EXERCISE A: Count the lines in the rows below that contain the string "brown", treating uppercase and lowercase as different, and give only the number.

PAGE:
━━━━━━━━━━━━━━━━━━━━
Reputation: 13
I am trying to scrape vertically pages that are following a simple rule in the html direction:
They have /MLA#### or /MLA-#### (# as random numbers)
The problem is that with the following code scrapy only detects me as good the pages with /MLA-#### name when a /MLA#### or /####MLA### page appears my scrapy code doesn't work and the scraping is wrong
rules = (Rule(LinkExtractor(allow=r'/_Desde_'), follow=True),
Rule(LinkExtractor(allow='/'+'MLA'), follow=True, callback='parse_items'))
Previously it was as it follows:
rules = (Rule(LinkExtractor(allow=r'/_Desde_'), follow=True),
Rule(LinkExtractor(allow=r'/MLA'), follow=True, callback='parse_items'))
So how can I say to my code: I want to scrapy all the links that contain MLA no matter what is preceeding or following the words.
Thanks for you comments, Regards
Upvotes: 0
Views: 54
Reputation: 1445
in fact '/' + 'MLA'
is totally equal to '/MLA'
(: it's about string concatenation. What you need is couple of regular expressions.
I think Rule(LinkExtractor(allow=[r'\d+MLA', r'MLA-\d+'], follow=True, callback='parse_items')
will work for you. Take a read on regular expressions - it's a must for scraping. In this case everything is quite simple: we have MLA and /d+
which stands for one or more digits.
Good luck.
Upvotes: 1
━━━━━━━━━━━━━━━━━━━━
GIVEN ENTRIES:
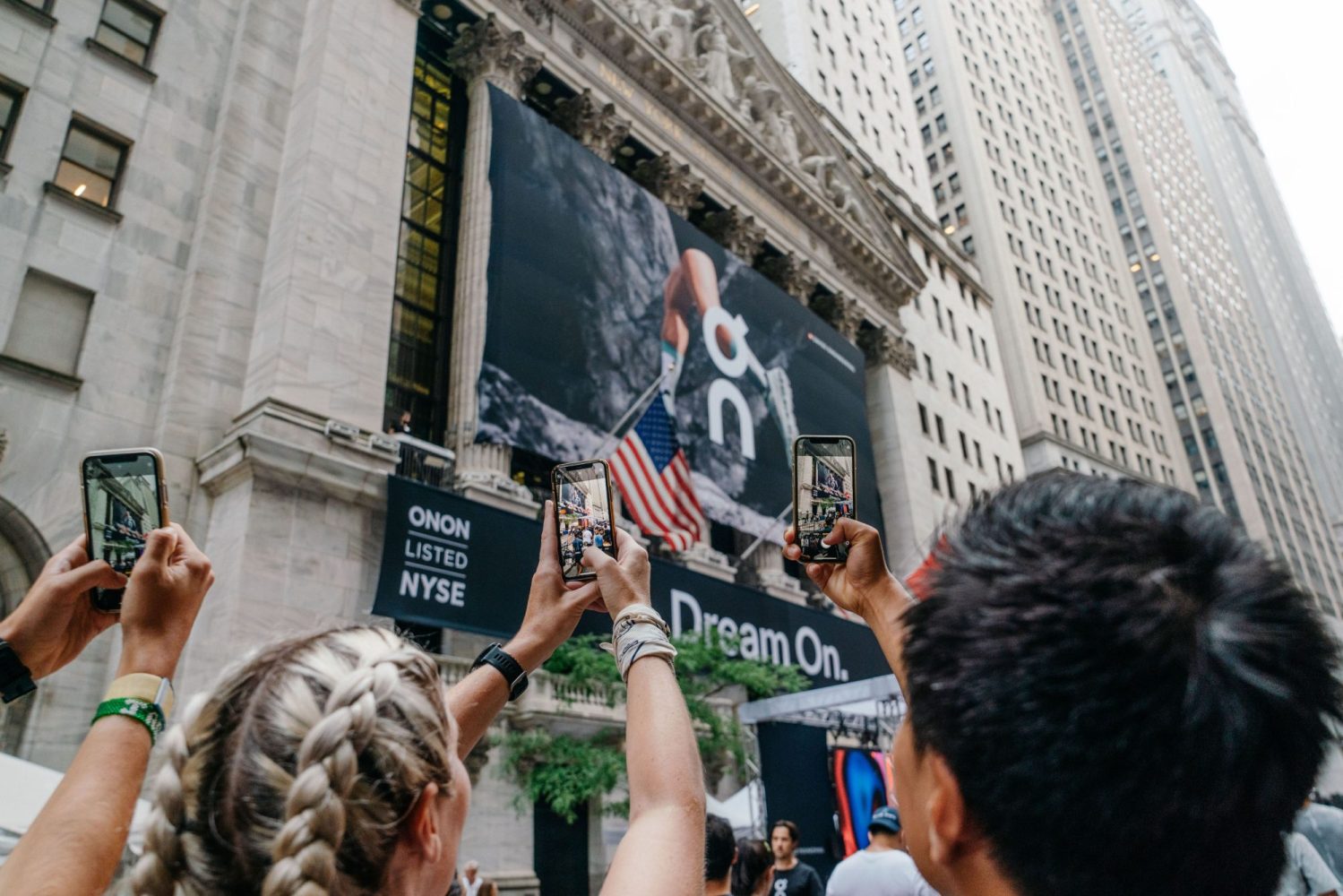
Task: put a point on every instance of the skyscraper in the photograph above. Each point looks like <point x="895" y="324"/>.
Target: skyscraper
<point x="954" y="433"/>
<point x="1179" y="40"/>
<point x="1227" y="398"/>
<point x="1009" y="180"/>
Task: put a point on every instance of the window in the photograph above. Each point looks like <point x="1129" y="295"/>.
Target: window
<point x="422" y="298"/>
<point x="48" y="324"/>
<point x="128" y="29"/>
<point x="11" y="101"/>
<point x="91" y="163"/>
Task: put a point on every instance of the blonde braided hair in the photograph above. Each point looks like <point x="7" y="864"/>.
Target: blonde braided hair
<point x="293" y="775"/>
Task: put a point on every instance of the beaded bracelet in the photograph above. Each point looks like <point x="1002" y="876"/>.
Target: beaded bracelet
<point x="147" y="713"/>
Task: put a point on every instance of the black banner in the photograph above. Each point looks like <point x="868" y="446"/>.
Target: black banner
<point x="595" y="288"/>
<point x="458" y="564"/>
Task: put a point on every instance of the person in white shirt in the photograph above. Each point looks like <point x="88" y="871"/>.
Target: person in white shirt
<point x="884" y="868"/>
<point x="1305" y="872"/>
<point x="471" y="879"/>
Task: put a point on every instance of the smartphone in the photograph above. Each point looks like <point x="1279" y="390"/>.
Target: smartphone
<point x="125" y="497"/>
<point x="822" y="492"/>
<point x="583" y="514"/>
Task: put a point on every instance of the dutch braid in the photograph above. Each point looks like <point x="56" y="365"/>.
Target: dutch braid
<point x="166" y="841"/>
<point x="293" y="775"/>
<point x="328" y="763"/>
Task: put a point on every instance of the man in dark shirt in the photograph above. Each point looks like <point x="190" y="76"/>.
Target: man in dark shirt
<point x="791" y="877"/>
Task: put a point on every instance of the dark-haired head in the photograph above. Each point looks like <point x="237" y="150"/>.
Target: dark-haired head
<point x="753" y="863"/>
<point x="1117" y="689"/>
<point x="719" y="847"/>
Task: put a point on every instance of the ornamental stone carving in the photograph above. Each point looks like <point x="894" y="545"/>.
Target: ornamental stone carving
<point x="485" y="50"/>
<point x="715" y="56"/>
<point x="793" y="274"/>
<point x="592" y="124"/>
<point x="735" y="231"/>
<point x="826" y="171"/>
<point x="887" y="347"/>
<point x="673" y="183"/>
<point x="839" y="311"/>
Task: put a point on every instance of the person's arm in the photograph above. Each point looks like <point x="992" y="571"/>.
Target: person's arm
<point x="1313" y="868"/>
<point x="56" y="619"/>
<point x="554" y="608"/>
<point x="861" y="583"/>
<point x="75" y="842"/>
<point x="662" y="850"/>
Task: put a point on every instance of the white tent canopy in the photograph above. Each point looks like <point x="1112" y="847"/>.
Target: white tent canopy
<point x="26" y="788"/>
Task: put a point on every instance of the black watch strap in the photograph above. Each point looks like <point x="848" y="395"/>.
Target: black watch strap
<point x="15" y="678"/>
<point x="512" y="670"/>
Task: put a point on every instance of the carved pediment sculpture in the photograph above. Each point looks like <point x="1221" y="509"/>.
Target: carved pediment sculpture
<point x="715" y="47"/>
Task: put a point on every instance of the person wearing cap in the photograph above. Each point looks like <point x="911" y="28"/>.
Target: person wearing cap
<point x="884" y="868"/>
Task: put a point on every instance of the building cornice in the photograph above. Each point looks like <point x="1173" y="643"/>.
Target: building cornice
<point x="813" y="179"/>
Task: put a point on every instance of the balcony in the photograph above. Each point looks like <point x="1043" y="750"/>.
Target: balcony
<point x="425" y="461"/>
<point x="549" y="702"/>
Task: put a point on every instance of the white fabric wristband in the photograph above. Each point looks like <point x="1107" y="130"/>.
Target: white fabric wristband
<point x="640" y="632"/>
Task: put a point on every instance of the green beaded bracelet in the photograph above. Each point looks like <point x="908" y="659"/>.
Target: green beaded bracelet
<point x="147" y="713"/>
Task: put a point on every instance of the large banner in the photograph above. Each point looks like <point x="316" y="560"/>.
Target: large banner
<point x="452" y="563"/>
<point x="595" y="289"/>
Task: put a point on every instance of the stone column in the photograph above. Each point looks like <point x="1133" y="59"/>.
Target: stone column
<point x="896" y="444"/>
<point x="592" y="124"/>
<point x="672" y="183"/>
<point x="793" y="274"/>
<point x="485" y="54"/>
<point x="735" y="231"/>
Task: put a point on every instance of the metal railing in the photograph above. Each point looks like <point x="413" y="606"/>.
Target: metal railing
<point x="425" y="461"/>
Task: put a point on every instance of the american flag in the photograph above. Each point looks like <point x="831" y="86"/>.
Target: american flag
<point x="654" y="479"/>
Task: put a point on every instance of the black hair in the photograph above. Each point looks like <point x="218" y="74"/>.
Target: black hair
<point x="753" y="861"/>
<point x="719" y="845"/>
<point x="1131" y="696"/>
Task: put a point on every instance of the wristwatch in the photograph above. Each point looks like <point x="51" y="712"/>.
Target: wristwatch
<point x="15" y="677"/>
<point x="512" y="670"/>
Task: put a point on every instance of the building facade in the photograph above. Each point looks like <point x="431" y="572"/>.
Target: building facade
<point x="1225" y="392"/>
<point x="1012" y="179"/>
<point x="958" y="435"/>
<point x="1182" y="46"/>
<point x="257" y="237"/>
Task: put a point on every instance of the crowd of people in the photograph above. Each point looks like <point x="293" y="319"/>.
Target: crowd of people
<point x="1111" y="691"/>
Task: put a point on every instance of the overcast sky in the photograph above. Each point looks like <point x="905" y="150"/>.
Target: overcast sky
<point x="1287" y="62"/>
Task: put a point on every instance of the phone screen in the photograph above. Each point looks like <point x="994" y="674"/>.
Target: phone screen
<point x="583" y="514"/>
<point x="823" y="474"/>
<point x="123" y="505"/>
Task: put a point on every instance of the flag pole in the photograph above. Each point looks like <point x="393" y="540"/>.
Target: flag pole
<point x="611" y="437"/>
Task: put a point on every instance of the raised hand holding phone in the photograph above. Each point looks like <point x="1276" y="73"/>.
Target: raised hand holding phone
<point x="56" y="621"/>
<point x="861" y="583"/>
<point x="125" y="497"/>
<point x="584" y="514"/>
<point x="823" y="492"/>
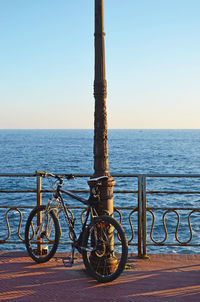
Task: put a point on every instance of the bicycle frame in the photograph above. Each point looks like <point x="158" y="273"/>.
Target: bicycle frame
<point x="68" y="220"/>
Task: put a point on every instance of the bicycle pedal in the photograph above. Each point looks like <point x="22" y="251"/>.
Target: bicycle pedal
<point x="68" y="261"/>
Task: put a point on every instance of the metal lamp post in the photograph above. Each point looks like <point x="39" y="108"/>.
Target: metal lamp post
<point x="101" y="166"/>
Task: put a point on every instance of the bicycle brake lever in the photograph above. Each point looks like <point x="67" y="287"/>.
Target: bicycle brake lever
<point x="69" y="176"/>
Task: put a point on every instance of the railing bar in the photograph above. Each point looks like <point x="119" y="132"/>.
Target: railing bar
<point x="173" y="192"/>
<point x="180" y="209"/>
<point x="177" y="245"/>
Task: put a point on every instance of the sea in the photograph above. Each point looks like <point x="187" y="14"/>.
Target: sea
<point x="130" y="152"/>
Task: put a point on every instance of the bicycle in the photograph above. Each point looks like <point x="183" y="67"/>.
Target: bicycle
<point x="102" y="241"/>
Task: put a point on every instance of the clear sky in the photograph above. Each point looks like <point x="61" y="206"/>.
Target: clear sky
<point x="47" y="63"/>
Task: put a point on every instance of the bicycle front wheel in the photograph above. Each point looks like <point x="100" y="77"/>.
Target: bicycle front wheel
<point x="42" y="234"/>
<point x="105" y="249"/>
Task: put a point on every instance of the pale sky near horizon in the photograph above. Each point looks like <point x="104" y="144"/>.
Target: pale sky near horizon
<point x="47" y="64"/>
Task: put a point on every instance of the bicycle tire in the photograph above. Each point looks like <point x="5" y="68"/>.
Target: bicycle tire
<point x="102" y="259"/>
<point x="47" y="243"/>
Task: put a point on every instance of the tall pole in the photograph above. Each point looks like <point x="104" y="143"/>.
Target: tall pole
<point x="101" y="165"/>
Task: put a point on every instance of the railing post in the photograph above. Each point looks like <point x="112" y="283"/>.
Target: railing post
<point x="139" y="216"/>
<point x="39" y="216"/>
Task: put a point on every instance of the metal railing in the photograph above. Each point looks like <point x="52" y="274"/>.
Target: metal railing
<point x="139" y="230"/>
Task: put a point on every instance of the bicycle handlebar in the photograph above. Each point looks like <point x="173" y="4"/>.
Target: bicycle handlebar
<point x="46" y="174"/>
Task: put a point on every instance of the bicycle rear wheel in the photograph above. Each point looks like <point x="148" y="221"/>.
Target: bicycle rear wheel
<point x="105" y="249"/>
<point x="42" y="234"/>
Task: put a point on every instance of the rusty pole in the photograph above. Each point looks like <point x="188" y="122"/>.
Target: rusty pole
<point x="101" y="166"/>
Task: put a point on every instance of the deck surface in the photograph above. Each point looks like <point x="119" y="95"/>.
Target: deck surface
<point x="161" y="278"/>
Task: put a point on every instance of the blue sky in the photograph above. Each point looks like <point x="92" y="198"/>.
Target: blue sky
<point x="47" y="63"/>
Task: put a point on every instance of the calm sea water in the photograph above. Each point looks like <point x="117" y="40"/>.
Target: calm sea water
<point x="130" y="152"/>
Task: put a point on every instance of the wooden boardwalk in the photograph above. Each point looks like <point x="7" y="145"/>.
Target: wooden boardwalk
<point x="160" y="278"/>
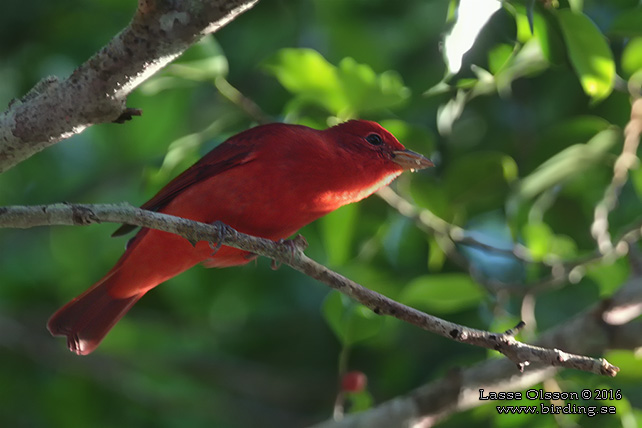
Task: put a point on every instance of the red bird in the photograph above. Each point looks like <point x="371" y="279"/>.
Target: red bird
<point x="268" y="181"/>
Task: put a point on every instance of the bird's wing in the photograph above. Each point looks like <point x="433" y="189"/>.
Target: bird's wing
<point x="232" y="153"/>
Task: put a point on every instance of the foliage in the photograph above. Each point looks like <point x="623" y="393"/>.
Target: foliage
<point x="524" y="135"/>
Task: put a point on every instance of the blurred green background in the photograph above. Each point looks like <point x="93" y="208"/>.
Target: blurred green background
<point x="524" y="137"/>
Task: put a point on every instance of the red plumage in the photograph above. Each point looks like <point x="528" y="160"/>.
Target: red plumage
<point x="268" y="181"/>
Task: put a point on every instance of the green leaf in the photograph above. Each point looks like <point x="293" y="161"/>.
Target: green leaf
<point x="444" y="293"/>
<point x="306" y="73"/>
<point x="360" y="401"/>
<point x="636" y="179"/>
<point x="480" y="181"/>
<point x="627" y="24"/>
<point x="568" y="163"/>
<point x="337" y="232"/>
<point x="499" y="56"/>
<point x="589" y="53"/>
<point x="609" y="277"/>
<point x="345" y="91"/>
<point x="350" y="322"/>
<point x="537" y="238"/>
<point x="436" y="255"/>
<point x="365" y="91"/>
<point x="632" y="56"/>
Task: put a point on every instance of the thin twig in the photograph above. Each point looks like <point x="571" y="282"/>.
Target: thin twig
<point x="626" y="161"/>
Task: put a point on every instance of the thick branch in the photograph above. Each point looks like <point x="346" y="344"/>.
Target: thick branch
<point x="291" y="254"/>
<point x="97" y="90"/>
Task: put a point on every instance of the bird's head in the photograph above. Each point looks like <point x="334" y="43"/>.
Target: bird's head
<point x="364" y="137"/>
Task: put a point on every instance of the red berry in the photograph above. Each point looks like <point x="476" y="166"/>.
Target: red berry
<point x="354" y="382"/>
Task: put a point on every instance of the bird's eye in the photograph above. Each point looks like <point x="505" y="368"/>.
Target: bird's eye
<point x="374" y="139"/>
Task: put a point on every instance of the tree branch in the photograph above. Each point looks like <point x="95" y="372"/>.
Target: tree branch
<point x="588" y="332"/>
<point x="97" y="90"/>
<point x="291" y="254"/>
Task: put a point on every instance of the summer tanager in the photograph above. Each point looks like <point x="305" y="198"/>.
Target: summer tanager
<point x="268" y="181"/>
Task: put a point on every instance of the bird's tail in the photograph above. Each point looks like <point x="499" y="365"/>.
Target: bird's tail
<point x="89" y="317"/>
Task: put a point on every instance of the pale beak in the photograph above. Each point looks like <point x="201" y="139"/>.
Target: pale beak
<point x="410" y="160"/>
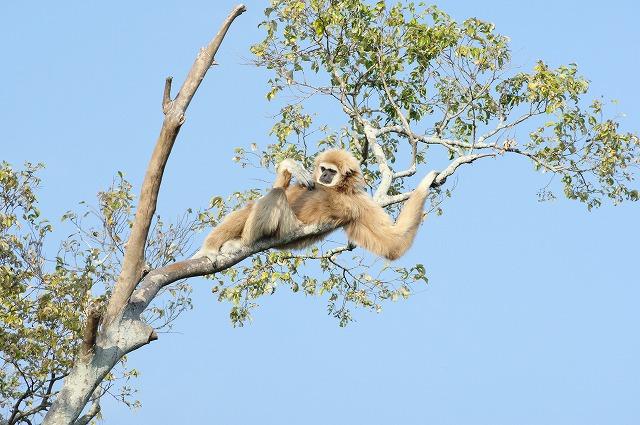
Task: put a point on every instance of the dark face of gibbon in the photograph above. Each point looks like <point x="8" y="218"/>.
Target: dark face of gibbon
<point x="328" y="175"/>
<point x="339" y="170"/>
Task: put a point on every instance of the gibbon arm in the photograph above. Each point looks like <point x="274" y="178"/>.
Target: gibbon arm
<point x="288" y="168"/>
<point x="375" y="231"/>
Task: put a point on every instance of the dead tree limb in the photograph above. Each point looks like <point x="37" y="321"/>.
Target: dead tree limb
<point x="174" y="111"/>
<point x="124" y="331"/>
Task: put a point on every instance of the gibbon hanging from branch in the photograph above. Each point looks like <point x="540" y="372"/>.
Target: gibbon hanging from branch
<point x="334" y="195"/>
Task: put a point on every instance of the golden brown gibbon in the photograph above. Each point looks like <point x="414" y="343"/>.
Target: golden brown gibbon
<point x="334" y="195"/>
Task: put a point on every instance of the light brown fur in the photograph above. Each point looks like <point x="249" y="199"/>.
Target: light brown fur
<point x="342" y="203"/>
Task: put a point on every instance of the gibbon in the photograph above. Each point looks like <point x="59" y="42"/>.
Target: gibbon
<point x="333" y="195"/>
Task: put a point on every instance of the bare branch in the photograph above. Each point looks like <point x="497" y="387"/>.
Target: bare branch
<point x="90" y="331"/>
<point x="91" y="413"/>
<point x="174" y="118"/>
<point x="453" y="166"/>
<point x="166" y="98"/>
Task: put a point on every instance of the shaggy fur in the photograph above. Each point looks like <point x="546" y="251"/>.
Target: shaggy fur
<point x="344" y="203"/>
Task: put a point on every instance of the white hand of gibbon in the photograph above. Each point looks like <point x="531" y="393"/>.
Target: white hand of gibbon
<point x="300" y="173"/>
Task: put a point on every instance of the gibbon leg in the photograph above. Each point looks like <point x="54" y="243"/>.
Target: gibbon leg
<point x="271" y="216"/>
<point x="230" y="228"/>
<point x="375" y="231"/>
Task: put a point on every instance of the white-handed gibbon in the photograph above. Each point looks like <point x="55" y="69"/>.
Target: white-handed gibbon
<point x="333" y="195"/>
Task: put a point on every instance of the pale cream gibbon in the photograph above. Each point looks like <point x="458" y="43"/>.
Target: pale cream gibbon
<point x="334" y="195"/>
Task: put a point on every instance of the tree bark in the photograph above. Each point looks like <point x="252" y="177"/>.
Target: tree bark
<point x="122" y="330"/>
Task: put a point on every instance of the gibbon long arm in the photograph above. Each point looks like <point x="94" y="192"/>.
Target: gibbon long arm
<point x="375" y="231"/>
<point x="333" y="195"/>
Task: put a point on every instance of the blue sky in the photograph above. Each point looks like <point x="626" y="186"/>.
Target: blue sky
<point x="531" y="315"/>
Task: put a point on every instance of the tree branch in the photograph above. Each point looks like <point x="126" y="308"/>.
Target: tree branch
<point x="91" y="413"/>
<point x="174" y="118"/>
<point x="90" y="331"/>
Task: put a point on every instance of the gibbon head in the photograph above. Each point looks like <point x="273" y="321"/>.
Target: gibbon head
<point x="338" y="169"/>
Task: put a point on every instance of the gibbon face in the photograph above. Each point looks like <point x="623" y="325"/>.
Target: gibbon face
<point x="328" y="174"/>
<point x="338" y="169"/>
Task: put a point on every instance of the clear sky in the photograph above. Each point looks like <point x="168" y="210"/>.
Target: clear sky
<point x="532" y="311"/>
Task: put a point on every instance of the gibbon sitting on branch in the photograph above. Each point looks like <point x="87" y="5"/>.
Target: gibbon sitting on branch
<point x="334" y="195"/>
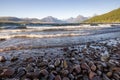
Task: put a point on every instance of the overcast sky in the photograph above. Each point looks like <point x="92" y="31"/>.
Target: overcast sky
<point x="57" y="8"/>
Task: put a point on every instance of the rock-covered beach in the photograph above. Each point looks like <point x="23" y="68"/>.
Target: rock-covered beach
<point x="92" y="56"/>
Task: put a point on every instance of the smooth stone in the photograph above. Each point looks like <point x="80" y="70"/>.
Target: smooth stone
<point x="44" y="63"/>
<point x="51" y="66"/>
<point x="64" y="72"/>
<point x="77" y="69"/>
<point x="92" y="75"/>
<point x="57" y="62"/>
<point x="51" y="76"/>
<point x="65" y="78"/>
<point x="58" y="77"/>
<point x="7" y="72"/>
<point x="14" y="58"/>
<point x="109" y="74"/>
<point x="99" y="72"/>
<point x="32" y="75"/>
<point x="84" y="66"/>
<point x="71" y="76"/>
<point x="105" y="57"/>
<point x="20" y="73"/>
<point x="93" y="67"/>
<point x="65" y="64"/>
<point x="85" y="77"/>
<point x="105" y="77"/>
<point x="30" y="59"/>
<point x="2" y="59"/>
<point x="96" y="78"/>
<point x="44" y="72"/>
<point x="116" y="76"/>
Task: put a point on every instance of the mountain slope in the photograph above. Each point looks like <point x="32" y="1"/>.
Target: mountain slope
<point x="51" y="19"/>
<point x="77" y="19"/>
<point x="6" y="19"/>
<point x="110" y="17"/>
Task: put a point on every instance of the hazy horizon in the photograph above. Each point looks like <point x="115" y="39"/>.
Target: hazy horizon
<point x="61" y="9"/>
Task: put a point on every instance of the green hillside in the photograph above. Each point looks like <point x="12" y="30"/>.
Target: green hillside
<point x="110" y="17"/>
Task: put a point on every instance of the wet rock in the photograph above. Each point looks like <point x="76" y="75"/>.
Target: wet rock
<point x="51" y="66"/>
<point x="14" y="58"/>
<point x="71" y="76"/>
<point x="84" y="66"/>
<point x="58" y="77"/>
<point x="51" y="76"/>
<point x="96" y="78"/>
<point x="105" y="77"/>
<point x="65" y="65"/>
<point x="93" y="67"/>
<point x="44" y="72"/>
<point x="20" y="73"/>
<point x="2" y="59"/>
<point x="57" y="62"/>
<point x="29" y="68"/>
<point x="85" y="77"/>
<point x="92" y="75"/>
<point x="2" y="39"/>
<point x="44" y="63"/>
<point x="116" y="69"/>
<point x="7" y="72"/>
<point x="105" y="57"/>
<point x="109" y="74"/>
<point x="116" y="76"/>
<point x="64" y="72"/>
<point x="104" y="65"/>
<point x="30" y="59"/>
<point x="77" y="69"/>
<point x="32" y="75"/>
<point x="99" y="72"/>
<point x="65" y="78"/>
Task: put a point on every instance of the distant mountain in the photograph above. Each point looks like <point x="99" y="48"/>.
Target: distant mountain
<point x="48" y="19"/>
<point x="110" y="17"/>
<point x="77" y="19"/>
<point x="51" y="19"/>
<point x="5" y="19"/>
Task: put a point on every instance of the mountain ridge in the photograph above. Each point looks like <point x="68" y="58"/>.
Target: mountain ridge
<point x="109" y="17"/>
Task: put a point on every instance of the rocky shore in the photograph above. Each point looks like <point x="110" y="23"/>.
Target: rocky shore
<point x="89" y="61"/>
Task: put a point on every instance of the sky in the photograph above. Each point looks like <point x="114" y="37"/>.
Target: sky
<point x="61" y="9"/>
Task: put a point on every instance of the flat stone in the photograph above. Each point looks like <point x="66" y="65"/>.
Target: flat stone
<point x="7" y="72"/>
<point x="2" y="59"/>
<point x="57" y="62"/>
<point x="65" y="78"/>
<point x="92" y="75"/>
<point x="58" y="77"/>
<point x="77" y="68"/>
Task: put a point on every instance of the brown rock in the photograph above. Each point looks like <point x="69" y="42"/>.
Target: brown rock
━━━━━━━━━━━━━━━━━━━━
EXERCISE B: Reproduce the passage of the Scrapy thread above word for word, starting at "Previously it was" and ending at "of regular expressions.".

WORKED SOLUTION A: 6

WORKED SOLUTION B:
Previously it was as it follows:
rules = (Rule(LinkExtractor(allow=r'/_Desde_'), follow=True),
Rule(LinkExtractor(allow=r'/MLA'), follow=True, callback='parse_items'))
So how can I say to my code: I want to scrapy all the links that contain MLA no matter what is preceeding or following the words.
Thanks for you comments, Regards
Upvotes: 0
Views: 54
Reputation: 1445
in fact '/' + 'MLA'
is totally equal to '/MLA'
(: it's about string concatenation. What you need is couple of regular expressions.